### Goal of the exercise
Lay out everything in the material below, from the line containing "Where can you spot the man" down to the final line, as a JSON list of strings with one string per line, leaving out blank lines.

### Extracted data
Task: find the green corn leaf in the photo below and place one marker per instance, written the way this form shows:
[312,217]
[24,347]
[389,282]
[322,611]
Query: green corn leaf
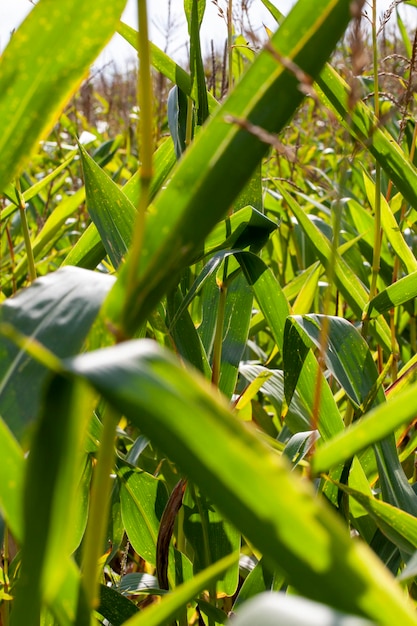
[196,197]
[363,126]
[346,355]
[43,65]
[194,10]
[11,481]
[398,526]
[347,281]
[57,311]
[177,118]
[377,424]
[164,64]
[89,249]
[274,306]
[110,209]
[204,526]
[50,497]
[171,606]
[251,486]
[396,294]
[391,229]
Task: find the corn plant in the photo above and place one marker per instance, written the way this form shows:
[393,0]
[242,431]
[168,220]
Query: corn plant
[207,347]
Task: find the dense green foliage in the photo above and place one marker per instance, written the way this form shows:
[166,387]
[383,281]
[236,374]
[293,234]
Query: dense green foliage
[207,340]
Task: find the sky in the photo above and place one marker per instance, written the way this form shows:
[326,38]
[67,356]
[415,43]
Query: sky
[12,12]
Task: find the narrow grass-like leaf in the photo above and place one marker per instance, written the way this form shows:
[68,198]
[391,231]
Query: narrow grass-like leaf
[254,488]
[110,209]
[362,124]
[396,294]
[44,63]
[275,308]
[89,249]
[347,281]
[11,481]
[171,605]
[391,229]
[400,527]
[143,498]
[347,355]
[212,538]
[377,424]
[164,64]
[115,607]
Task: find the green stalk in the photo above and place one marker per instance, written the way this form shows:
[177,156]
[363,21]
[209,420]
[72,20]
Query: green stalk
[189,122]
[99,506]
[206,546]
[377,231]
[145,141]
[230,43]
[26,234]
[5,606]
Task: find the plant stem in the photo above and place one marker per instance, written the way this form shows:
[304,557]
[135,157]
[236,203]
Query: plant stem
[26,234]
[218,337]
[230,44]
[145,144]
[99,505]
[377,227]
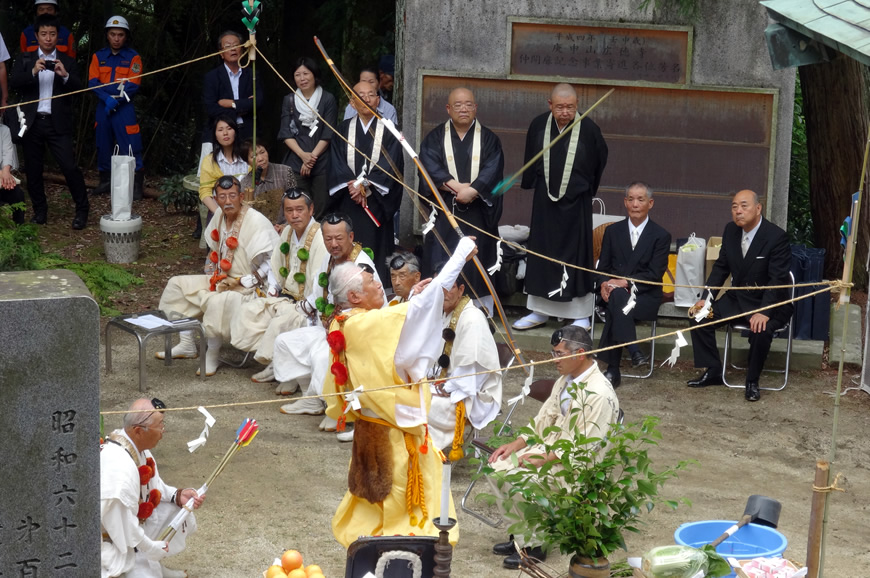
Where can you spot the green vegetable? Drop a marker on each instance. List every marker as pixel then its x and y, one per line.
pixel 673 562
pixel 716 564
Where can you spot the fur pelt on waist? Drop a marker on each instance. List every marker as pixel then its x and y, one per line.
pixel 371 464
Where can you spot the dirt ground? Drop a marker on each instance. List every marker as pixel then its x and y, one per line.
pixel 282 490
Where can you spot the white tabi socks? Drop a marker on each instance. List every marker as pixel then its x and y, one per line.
pixel 186 348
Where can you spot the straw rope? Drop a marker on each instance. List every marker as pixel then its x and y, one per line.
pixel 144 74
pixel 835 283
pixel 529 364
pixel 832 488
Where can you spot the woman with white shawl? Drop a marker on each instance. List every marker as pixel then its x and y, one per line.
pixel 305 133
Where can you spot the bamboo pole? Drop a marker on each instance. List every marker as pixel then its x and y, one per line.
pixel 848 265
pixel 817 511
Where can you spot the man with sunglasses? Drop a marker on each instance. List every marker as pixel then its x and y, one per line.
pixel 130 486
pixel 367 188
pixel 404 274
pixel 467 348
pixel 465 160
pixel 394 479
pixel 292 276
pixel 302 355
pixel 241 241
pixel 581 390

### Full solution
[
  "Where can you spot the man with sunglasses? Drop a marker on each instance. List every marker as pixel then its x and y, one per line.",
  "pixel 130 486",
  "pixel 367 188",
  "pixel 404 274",
  "pixel 467 348",
  "pixel 465 160",
  "pixel 394 479",
  "pixel 292 276",
  "pixel 302 355",
  "pixel 241 241",
  "pixel 581 390"
]